## [Aim of the exercise]
Give the listing again character for character, but drop the images.

┌────────

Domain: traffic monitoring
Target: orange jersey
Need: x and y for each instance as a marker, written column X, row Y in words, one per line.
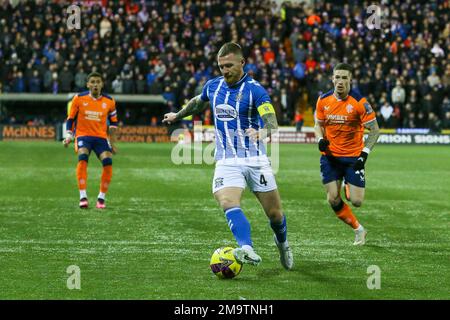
column 91, row 115
column 344, row 122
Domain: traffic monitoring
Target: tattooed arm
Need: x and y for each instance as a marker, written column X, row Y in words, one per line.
column 374, row 133
column 269, row 117
column 194, row 106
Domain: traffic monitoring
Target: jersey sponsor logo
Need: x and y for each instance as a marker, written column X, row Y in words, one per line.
column 349, row 108
column 368, row 107
column 93, row 115
column 225, row 112
column 336, row 118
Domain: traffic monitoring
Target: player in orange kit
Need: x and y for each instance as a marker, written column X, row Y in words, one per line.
column 88, row 119
column 341, row 116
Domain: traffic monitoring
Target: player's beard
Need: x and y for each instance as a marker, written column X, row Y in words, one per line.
column 342, row 91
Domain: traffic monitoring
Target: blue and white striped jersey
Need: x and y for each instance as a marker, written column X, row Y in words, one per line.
column 235, row 109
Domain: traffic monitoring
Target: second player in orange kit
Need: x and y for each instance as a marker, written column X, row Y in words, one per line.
column 341, row 116
column 92, row 122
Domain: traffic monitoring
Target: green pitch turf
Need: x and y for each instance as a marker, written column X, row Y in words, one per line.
column 155, row 239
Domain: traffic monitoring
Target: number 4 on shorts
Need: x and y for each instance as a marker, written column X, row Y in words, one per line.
column 262, row 180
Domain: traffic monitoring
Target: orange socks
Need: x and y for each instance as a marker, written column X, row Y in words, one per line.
column 106, row 178
column 346, row 215
column 82, row 174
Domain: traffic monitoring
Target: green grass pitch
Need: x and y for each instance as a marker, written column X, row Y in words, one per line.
column 162, row 224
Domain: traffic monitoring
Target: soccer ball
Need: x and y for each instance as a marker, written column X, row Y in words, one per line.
column 223, row 263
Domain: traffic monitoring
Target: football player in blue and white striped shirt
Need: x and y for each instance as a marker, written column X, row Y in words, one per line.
column 238, row 102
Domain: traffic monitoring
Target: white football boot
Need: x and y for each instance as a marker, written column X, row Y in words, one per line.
column 360, row 236
column 286, row 256
column 247, row 255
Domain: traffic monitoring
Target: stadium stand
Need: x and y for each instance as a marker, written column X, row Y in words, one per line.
column 168, row 48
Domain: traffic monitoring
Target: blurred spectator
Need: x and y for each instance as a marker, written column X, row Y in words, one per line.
column 34, row 83
column 387, row 111
column 398, row 94
column 65, row 79
column 145, row 46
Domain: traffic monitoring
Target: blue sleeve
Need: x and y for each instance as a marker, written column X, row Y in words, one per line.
column 260, row 95
column 204, row 95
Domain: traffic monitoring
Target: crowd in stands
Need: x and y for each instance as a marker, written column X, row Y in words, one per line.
column 169, row 47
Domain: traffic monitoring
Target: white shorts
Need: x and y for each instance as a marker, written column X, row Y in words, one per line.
column 258, row 178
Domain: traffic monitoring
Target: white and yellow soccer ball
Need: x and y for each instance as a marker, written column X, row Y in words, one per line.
column 223, row 263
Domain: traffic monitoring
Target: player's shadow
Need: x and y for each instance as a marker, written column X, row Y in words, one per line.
column 270, row 272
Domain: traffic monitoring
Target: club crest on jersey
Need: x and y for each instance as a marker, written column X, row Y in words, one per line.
column 368, row 107
column 225, row 112
column 218, row 182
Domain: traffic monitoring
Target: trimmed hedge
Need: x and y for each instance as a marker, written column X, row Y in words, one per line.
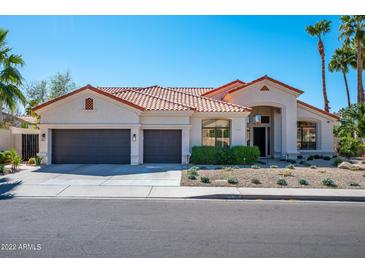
column 237, row 155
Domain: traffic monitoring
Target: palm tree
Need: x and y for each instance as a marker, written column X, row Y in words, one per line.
column 10, row 77
column 341, row 59
column 353, row 28
column 319, row 29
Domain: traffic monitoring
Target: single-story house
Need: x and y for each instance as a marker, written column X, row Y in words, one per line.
column 135, row 125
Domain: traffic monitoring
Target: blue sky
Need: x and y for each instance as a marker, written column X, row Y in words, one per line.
column 205, row 51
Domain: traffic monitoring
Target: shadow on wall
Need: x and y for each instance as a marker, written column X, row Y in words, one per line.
column 6, row 186
column 107, row 169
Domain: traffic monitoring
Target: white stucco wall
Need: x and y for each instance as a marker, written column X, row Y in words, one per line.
column 279, row 97
column 6, row 139
column 325, row 138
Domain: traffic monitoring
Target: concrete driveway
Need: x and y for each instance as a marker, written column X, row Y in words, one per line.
column 97, row 175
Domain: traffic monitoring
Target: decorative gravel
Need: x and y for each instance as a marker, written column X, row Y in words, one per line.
column 268, row 177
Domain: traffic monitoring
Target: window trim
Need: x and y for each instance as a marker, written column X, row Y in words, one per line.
column 215, row 128
column 300, row 147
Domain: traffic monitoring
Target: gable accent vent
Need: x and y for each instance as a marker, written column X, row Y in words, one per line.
column 264, row 88
column 89, row 104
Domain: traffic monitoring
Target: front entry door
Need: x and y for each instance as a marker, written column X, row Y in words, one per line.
column 259, row 139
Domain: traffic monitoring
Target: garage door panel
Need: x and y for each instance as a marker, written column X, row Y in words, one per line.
column 162, row 146
column 88, row 146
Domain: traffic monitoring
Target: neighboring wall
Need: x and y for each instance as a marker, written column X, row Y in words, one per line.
column 6, row 139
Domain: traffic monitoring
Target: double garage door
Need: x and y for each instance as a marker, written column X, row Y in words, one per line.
column 113, row 146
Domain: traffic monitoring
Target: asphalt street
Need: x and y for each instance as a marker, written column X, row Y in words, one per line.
column 180, row 228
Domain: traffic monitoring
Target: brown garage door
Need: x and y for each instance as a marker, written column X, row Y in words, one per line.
column 91, row 146
column 162, row 146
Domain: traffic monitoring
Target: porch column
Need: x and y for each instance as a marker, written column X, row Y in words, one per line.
column 185, row 145
column 135, row 145
column 238, row 131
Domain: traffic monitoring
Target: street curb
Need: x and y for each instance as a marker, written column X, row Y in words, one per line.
column 280, row 197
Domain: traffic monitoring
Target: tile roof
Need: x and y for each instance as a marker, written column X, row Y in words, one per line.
column 161, row 98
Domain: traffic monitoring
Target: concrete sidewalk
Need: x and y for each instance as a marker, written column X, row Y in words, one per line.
column 149, row 192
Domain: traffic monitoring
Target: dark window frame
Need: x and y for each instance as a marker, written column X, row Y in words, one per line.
column 302, row 144
column 216, row 144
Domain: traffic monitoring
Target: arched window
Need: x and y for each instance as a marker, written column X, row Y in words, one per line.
column 216, row 133
column 306, row 135
column 89, row 104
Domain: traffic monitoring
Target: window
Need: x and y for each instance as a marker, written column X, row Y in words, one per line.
column 89, row 104
column 216, row 133
column 306, row 135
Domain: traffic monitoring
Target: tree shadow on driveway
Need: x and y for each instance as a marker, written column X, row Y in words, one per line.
column 6, row 186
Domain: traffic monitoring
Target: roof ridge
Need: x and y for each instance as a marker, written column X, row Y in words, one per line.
column 210, row 99
column 156, row 97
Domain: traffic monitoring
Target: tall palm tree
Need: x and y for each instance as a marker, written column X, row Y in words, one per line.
column 10, row 77
column 340, row 61
column 353, row 29
column 319, row 30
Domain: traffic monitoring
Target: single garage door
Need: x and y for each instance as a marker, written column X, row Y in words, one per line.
column 162, row 146
column 91, row 146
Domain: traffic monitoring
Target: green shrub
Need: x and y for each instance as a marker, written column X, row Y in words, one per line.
column 245, row 154
column 14, row 159
column 354, row 184
column 336, row 162
column 208, row 155
column 31, row 161
column 349, row 146
column 205, row 179
column 232, row 180
column 255, row 181
column 282, row 182
column 329, row 182
column 191, row 177
column 303, row 182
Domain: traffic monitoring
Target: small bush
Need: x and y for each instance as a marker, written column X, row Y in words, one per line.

└────────

## [Output of the task]
Domain: traffic monitoring
Target: orange jersey
Need: x and y for each instance as a marker, written column X, row Y in words, one per line.
column 91, row 115
column 344, row 122
Domain: traffic monitoring
Target: tattooed arm
Need: x and y for each instance as a marker, written column X, row Y in words, one per line.
column 374, row 133
column 269, row 117
column 194, row 106
Domain: traffic monitoring
Target: jersey sponsor logo
Need: x and y for each instance as a marker, written column X, row Y in words, one per line.
column 349, row 108
column 368, row 107
column 93, row 115
column 225, row 112
column 336, row 118
Domain: traffic monitoring
Target: player in orange kit
Need: x and y for each instance as a marker, written column X, row Y in words, one per line.
column 88, row 119
column 341, row 116
Domain: traffic monitoring
Target: player's beard
Need: x and y for each instance as a marker, written column X, row Y in words, one per line.
column 342, row 91
Domain: traffic monitoring
Target: blue and white striped jersey
Need: x and y for each instance as a marker, written column X, row Y in words, one per line.
column 235, row 109
Domain: traffic monitoring
Target: second player in orange kit
Need: x and y for each instance as a marker, written column X, row Y in words, one per line.
column 341, row 116
column 92, row 122
Domain: traffic monitoring
Target: green pitch turf
Need: x and y for each instance as a marker, written column X, row Y in words, one per line.
column 155, row 239
Domain: traffic monitoring
Target: number 4 on shorts
Need: x and y for each instance as a marker, written column X, row Y in words, one per line.
column 262, row 180
Domain: traffic monitoring
Target: orange socks
Need: x and y for each instance as a marker, written column X, row Y in words, one per line.
column 106, row 178
column 346, row 215
column 82, row 174
Domain: traffic monitoring
Target: green grass pitch
Need: x and y for each instance as a marker, written column X, row Y in words, one per line.
column 162, row 224
Domain: traffic monitoring
Target: soccer ball
Need: x and y for each instance as a marker, written column X, row Y in words, one per line.
column 223, row 263
Domain: traffic monitoring
Target: football player in blue and white striped shirt
Need: x and y for each instance as a marker, written column X, row Y in words, one per line.
column 238, row 102
Domain: traffic monitoring
Target: white football boot
Need: x and y for each instance as a marker, written column X, row Y in words, one per line.
column 360, row 236
column 286, row 256
column 247, row 255
Domain: traffic monitoring
Target: stadium stand
Need: x and y for each instance as a marker, written column X, row Y in words, one per line.
column 168, row 48
Domain: traffic monitoring
Target: blurred spectator
Need: x and y for each instance as a marker, written column X, row Y in words, one per line.
column 34, row 83
column 387, row 111
column 398, row 94
column 65, row 79
column 145, row 46
Domain: traffic monitoring
Target: blue sleeve
Need: x and y for each instance as a marker, written column X, row Y in words, one per line.
column 260, row 95
column 204, row 95
Domain: traffic monitoring
Target: crowd in stands
Need: x and y for each instance as a marker, written column X, row Y in words, one per line.
column 169, row 47
Domain: traffic monitoring
Target: white shorts
Need: x and y for each instance as a marker, written column X, row Y in words, one per line.
column 258, row 178
Domain: traffic monitoring
Target: white and yellow soccer ball
Need: x and y for each instance as a marker, written column X, row Y in words, one per line.
column 223, row 263
Domain: traffic monitoring
Target: player's shadow
Need: x and y for each instance as a marker, written column X, row Y in words, one per line.
column 270, row 272
Domain: traffic monitoring
Target: club crest on jersey
Need: x and y for each instance as a marker, written column X, row Y in words, one per line.
column 368, row 107
column 225, row 112
column 218, row 182
Domain: traffic monitoring
Target: trimmed hedge
Need: x and y for each instance as a marker, written column X, row Y in words, one per line.
column 237, row 155
Domain: traffic monitoring
Target: palm tree
Need: x and y for each instance as a marker, written column X, row Y in words, one per line.
column 10, row 77
column 341, row 59
column 353, row 28
column 319, row 29
Domain: traffic monitoring
Target: single-story house
Need: x and y for each instance as a marker, written column X, row Y in words, one per line.
column 135, row 125
Domain: traffic monitoring
Target: blue sky
Need: x and y for each instance as a marker, written column X, row Y in words, one per line.
column 205, row 51
Domain: traffic monitoring
Target: shadow on wall
Need: x and y for each instance as a marker, written column X, row Y in words, one per line.
column 6, row 186
column 107, row 169
Domain: traffic monitoring
Target: white stucco wall
Need: x and y for each instance as a marker, written column X, row Y in words, one per line.
column 279, row 97
column 6, row 139
column 325, row 138
Domain: traffic monitoring
Target: concrete driveway
Need: x and y for each instance as a marker, written column X, row Y in words, one per line.
column 97, row 175
Domain: traffic monitoring
Target: decorative gravel
Need: x and y for each instance as a marker, written column X, row Y in words, one per line.
column 268, row 177
Domain: traffic monitoring
Target: window trim
Need: x and y for each instance as a marker, written column X, row Y in words, one per line.
column 215, row 128
column 300, row 147
Domain: traffic monitoring
Target: gable accent vent
Need: x and y for each instance as a marker, written column X, row Y in words, one per line.
column 264, row 88
column 89, row 104
Domain: traffic monitoring
Target: front entry door
Need: x and y for each instance as a marker, written column X, row Y in words, one per line.
column 259, row 139
Domain: traffic monitoring
Target: garage door panel
Need: x and y for each instance as a marker, written column X, row Y in words, one per line.
column 162, row 146
column 88, row 146
Domain: traffic monitoring
Target: neighboring wall
Need: x and y for each instance as a marker, written column X, row Y in words, one per line.
column 6, row 139
Domain: traffic monitoring
Target: double garage door
Need: x and y for each instance as a marker, written column X, row Y in words, one per line.
column 113, row 146
Domain: traffic monitoring
Target: asphalt street
Need: x and y for each instance as a marker, written column X, row Y in words, one per line.
column 180, row 228
Domain: traffic monitoring
Target: brown garage door
Need: x and y for each instance as a marker, written column X, row Y in words, one per line.
column 91, row 146
column 162, row 146
Domain: traffic monitoring
Target: porch column
Need: x and y for each instance as a marker, written column X, row Y in words, one per line.
column 185, row 145
column 135, row 145
column 238, row 131
Domain: traffic monitoring
Target: street curb
Need: x and y for each instance as a marker, written column X, row Y in words, one per line.
column 280, row 197
Domain: traffic monitoring
Target: tile roof
Need: x and y for each instance as a marker, written column X, row Y in words, one per line.
column 161, row 98
Domain: traffic monitoring
Target: concrete sidewalk
Need: x and y for each instance as a marker, written column X, row Y in words, one per line.
column 149, row 192
Domain: traffic monitoring
Target: dark window frame
Need: x and y for each instance as a marker, written column X, row Y in words, one per line.
column 302, row 144
column 216, row 144
Domain: traffic monitoring
Target: arched window
Need: x and y for each instance as a marker, written column X, row Y in words, one per line.
column 216, row 133
column 306, row 135
column 89, row 104
Domain: traffic monitoring
Target: window
Need: x and y for each instance as a marker, written column X, row Y in words, one per line.
column 89, row 104
column 216, row 133
column 306, row 135
Domain: traffic monitoring
Target: tree shadow on driveway
Need: x and y for each instance as a marker, written column X, row Y in words, one per line.
column 6, row 186
Domain: traffic monitoring
Target: roof ridge
Need: x and y for each instance as a marker, written column X, row Y in words, one per line.
column 210, row 99
column 156, row 97
Domain: traffic monitoring
Target: tall palm tree
Need: x and y for each instance as a marker, written column X, row Y in words, one per line.
column 10, row 77
column 340, row 61
column 353, row 29
column 319, row 30
Domain: traffic monitoring
Target: single garage door
Need: x and y for each instance as a marker, written column X, row Y in words, one per line.
column 162, row 146
column 91, row 146
Domain: traffic monitoring
Target: green shrub
Need: x and y for each instance as a marker, written column X, row Y in words, one per line.
column 245, row 154
column 14, row 159
column 354, row 184
column 336, row 162
column 208, row 155
column 31, row 161
column 349, row 146
column 205, row 179
column 232, row 180
column 255, row 181
column 282, row 182
column 329, row 182
column 191, row 177
column 303, row 182
Domain: traffic monitoring
Target: small bush
Need: x and y for each instance as a marker, written column X, row Y in words, one per line.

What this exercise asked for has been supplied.